Extracted text:
- - -

Russia is braced for mass protests on Saturday as thousands of supporters of the opposition leader Alexei Navalny are expected to hold rallies across the country to call for his release from jail.

Police are expected to break up the unsanctioned demonstrations in Moscow, St Petersburg and dozens of other cities in what allies of Navalny say is their best chance of convincing the Kremlin to free him.

Navalny was arrested on Sunday after returning from treatment abroad for a poisoning attempt on his life, which was traced back to Russia’s FSB security service. A parole board could reverse an earlier sentence and send him to a penal colony as early as the end of January.

The Moscow mayor’s office has warned the public against attending the rallies and the powerful Investigative Committee has opened a criminal investigation into a flood of calls on social networks, including TikTok, Facebook and others, for young people to join the rallies.

Authorities claimed that social networks had complied with their demands to delete the content, claiming that TikTok had deleted 38% of posts promoting the rallies and that YouTube and VKontakte had each deleted 50% of similar posts appealing to underage protesters.

- - -

Data listing:
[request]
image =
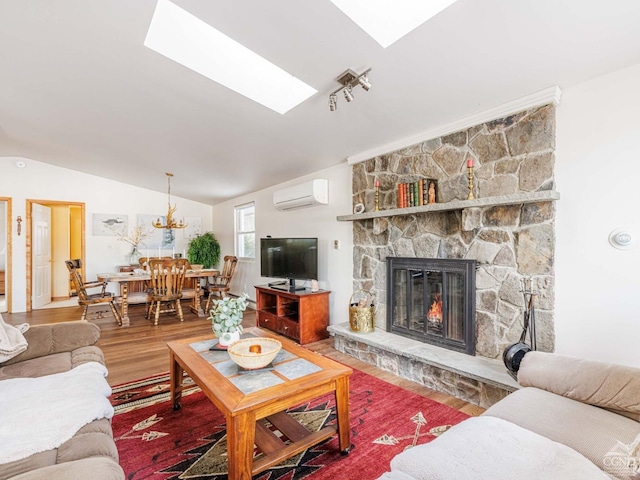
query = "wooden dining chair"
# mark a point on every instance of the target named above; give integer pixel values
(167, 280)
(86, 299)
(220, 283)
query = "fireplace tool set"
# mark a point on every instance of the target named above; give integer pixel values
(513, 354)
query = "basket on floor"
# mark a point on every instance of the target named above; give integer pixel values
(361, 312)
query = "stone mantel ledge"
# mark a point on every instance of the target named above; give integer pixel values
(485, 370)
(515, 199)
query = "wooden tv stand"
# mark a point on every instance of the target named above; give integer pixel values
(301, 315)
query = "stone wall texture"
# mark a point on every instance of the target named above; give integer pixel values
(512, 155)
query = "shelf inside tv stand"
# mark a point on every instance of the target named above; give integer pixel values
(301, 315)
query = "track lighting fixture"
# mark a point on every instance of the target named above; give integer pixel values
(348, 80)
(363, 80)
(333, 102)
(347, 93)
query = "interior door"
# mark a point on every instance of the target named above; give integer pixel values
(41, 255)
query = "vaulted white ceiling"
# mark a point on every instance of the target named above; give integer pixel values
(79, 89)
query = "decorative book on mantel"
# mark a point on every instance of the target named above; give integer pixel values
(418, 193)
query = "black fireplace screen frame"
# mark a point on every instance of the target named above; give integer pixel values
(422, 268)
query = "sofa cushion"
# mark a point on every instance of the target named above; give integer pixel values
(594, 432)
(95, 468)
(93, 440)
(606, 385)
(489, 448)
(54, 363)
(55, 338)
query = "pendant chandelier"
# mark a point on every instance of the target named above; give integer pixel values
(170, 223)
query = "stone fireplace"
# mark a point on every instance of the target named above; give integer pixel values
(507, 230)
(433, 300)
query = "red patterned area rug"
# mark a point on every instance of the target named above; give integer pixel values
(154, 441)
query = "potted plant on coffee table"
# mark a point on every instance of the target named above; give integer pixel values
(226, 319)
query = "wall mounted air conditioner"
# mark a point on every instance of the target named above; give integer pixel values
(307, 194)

- - -

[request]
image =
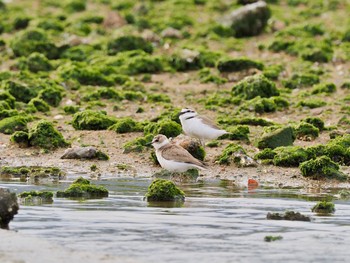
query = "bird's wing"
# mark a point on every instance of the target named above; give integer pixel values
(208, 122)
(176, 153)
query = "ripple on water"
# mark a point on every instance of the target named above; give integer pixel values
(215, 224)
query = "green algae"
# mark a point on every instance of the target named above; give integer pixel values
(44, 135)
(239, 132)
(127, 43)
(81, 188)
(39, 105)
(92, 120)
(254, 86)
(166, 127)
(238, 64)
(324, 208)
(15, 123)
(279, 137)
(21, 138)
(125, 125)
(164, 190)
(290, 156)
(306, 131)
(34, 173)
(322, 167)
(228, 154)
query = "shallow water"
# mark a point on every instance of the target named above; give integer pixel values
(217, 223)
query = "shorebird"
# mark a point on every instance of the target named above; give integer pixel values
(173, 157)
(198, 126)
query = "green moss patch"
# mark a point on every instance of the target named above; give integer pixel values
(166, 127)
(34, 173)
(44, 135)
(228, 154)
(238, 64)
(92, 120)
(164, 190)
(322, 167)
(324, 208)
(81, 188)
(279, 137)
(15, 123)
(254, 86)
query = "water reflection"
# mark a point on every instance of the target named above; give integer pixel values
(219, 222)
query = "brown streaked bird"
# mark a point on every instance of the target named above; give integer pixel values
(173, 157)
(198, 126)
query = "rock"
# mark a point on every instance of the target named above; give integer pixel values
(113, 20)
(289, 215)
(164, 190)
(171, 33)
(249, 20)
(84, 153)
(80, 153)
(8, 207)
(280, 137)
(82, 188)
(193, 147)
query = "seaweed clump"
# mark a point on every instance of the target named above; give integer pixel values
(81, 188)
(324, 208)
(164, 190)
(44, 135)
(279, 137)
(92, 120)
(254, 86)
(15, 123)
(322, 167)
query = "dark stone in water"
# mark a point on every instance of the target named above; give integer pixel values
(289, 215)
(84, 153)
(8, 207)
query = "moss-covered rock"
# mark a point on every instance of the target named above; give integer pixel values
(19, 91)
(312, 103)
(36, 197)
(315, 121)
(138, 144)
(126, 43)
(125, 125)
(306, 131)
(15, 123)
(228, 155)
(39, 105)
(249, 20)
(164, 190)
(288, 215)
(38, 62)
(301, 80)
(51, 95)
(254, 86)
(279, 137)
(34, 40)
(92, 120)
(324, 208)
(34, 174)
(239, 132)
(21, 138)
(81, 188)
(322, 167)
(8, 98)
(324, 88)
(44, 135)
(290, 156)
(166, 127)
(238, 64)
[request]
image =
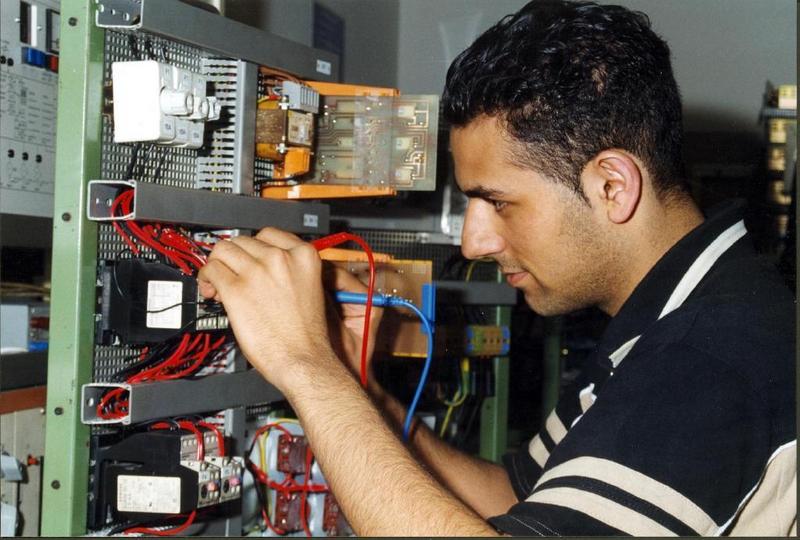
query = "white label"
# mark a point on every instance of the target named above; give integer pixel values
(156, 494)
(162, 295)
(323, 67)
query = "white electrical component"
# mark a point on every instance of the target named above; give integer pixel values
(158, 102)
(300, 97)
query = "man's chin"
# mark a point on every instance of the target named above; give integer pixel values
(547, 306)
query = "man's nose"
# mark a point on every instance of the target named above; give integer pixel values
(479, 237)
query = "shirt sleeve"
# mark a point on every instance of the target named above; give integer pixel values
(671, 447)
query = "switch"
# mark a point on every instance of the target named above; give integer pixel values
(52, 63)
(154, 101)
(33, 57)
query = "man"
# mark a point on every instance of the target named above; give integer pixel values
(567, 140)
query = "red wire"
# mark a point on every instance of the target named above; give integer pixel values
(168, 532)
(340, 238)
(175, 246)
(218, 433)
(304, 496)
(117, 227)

- - -

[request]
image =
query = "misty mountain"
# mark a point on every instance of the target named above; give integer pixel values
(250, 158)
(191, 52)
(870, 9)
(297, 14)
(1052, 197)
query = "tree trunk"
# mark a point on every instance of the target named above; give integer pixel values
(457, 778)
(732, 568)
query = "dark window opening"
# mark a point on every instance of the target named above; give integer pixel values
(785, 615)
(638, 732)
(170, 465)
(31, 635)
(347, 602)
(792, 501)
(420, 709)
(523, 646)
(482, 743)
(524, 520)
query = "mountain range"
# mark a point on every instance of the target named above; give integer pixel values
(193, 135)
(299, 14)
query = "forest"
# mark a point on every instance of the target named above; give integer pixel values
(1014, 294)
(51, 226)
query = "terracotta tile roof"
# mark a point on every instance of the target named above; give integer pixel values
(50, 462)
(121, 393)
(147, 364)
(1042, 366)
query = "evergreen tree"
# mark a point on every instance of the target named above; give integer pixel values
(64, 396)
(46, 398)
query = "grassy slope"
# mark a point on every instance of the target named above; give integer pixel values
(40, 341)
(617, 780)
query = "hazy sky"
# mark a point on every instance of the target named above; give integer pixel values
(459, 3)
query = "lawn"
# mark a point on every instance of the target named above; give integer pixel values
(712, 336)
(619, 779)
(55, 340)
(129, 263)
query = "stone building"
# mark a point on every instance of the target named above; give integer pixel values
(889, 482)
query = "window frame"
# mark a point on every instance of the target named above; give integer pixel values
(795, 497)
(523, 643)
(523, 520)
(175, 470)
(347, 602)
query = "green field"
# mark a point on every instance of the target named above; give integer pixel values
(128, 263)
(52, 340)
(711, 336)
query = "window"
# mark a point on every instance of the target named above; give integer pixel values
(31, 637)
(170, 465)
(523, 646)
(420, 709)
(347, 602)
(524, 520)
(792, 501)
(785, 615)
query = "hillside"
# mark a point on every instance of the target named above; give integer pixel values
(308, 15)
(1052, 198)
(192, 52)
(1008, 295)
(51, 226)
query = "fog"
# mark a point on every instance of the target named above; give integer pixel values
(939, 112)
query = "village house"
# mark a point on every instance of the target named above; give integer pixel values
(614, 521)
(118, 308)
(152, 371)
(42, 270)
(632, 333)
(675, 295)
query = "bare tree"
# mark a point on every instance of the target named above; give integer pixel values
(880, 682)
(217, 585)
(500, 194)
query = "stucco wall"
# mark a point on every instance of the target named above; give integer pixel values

- - -

What this exercise asks:
**A.** In the Navalny protest article, which agency was the poisoning attempt on Navalny's life traced back to?
**B.** Please output the part of the Navalny protest article that opens with the words containing "The Moscow mayor’s" and closes with "join the rallies.".
**C.** Pick up the Navalny protest article after its last sentence and keep writing.

Your responses:
**A.** Russia's FSB security service.

**B.**
The Moscow mayor’s office has warned the public against attending the rallies and the powerful Investigative Committee has opened a criminal investigation into a flood of calls on social networks, including TikTok, Facebook and others, for young people to join the rallies.

**C.**
In remarks from a Moscow jail released on Friday night, Navalny told supporters that he was in good spirits and, in case anything mysteriously happened to him, that he was emotionally stable and not planning to harm himself. “I definitely know that outside of my prison there are many good people, and help is on the way,” he said.

Police have arrested Navalny’s press secretary, two lawyers and a top investigator who helped prepare an investigation into a £1bn palace on the Black Sea they claim was bankrolled by Putin’s friends and state companies. As of Friday, the video has been watched 50m times on YouTube.

Navalny supporters were also arrested in Krasnodar, Kaliningrad, Vladivostok and other cities across Russia, as protest coordinators planned rallies in at least 65 cities and towns in a show of strength that could be the country’s largest demonstrations in years.

Kira Yarmysh, Navalny’s press secretary, said police threatened to break down her door while detaining her before the protests. She continued to tweet from custody, saying that attending the protests was “everyone’s duty, if we want prosperity, freedom and the well-being of our country. And so that Alexei and all those illegally behind bars are set free.”

“January 23rd should become legendary,” she wrote from a jail cell before signing off for the night.

Ну все, меня оставляют на ночь в камере для административно задержанных. Суд будет завтра, во сколько - неизвестно. 23 января должно стать легендарным

— Кира Ярмыш (@Kira_Yarmysh) January 21, 2021

Navalny could be sent to a prison colony if a parole board decides to revise a three-and-a-half-year sentence handed down in 2014. Russian investigators are also preparing criminal cases that could carry more than a decade of jail time if Navalny is charged.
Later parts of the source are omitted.